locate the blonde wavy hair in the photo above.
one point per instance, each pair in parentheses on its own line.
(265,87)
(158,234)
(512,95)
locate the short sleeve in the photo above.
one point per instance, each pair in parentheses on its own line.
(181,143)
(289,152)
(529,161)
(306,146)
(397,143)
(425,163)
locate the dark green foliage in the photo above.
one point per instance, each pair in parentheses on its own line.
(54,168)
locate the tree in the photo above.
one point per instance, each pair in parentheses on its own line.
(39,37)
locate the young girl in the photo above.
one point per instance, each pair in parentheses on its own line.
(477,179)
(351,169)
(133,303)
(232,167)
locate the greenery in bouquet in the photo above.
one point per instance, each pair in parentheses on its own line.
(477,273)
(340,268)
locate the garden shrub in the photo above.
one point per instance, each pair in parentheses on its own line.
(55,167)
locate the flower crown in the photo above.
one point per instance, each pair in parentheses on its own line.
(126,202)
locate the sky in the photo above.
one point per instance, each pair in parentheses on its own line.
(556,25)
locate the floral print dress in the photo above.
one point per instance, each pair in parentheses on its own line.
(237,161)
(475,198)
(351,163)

:::::

▶ [PROBLEM DESCRIPTION] Can you lay out every line of the entries above as a Markdown table with the columns No. and Text, numbering the rows and leaving out any blank lines?

▶ [RESULT OF THIS EXERCISE]
| No. | Text |
|---|---|
| 1 | locate the blonde wavy hair in the photo above. |
| 2 | one point per instance, each pair in parentheses on its own line. |
| 3 | (265,87) |
| 4 | (158,234) |
| 5 | (512,95) |
| 6 | locate the short sleeve in the photo above. |
| 7 | one point per instance, each pair in parentheses on its own line. |
| 8 | (181,143) |
| 9 | (289,152) |
| 10 | (529,161) |
| 11 | (306,146) |
| 12 | (397,143) |
| 13 | (425,163) |
| 14 | locate the dark green foliage in the photo above. |
| 15 | one point per instance, each pair in parentheses on its own line. |
| 16 | (54,168) |
| 17 | locate the tree in the photo above. |
| 18 | one point per instance, each pair in parentheses on its own line. |
| 19 | (39,37) |
| 20 | locate the young girl in the photo above. |
| 21 | one point per instance, each pair in parentheses on its own line. |
| 22 | (477,179) |
| 23 | (351,169) |
| 24 | (133,303) |
| 25 | (232,167) |
| 26 | locate the greenery in bouquet in the photo above. |
| 27 | one point per instance, each pair in parentheses on its own line. |
| 28 | (477,273) |
| 29 | (340,268) |
| 30 | locate the garden shrub in the photo above. |
| 31 | one point per instance, each pair in parentheses on its own line. |
| 32 | (55,167) |
| 33 | locate the flower crown in the photo above. |
| 34 | one point per instance, each pair in parentheses on its own line. |
| 35 | (126,202) |
| 36 | locate the sky in the photo above. |
| 37 | one point per instance, each pair in parentheses on its own line. |
| 38 | (556,25) |
| 39 | locate the floral print dress in the photo above. |
| 40 | one point per instance, each pair in parentheses on its own line. |
| 41 | (237,161) |
| 42 | (475,198) |
| 43 | (351,163) |